**** Extracted text ****
Sweet Potato & Pineapple Korma Recipe
Introduction
This Sweet Potato & Pineapple Korma is a delightful blend of creamy coconut milk, fragrant spices, and the natural sweetness of pineapple and sweet potatoes. It’s an easy, comforting vegetarian dish perfect for a weeknight dinner or casual gathering.

Ingredients
- 2 tbsp Korma paste
- 2 sweet potatoes, peeled and cut into large chunks
- 400g tin coconut milk
- 400g tin pineapple chunks
- Water (as needed)
- Fresh coriander (to garnish)
- Naan bread (to serve)
Instructions
- Step 1: Heat the korma paste in a large pan over medium heat, then add the sweet potato chunks. Toss them well to coat the potatoes evenly with the paste.
****
Quote the korma recipe word for word from "Ingredients" up to and including "Water (as needed)".
**** Dataset extract ****
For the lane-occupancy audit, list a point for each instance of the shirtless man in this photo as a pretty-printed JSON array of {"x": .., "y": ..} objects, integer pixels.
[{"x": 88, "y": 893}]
****
## Correct result
Ingredients
- 2 tbsp Korma paste
- 2 sweet potatoes, peeled and cut into large chunks
- 400g tin coconut milk
- 400g tin pineapple chunks
- Water (as needed)